_Your instructions:_
Using the forum thread on musical favorites, answer yes or no to each statement, quoting the deciding words: (a) The first set of answers picks the cello as the instrument; (b) MarkW goes on to answer the questions after the instrument one; (c) Genoveva names Alfred Brendel as her favorite musician.

1: If you were an instrument ... Cello (warm, moody, curvy)

2: What piece would you be ... Appalachian Spring (the complete ballet - with the dark part)

3: Favorite composer ... Sibelius 

4: Favorite piece ... *Nights in the Gardens of Spain (*today, anyway!)

5: Favorite musician... none, yet


----------



## MarkW (Feb 16, 2015)

I would definitely be an oboe.

After that, I can't answer.


----------



## Genoveva (Nov 9, 2010)

1: If you were an instrument, what instrument would you be? *Piano*

2: If you were a piece, what piece would you be? *Schubert Piano Sonata No 20*

3: Favorite composer (you may only choose one) *Mozart*

4: Favorite piece (you may only choose one) *Schubert String Quintet*

5: Favorite musician (you may only choose one) *Alfred Brendel*


----------



## Totenfeier (Mar 11, 2016)

_Stored data:_

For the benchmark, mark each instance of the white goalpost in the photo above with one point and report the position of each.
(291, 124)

_Complete answer:_
(a) Yes: "Cello (warm, moody, curvy)"
(b) No: "After that, I can't answer."
(c) Yes: "Favorite musician (you may only choose one)" followed by "Alfred Brendel"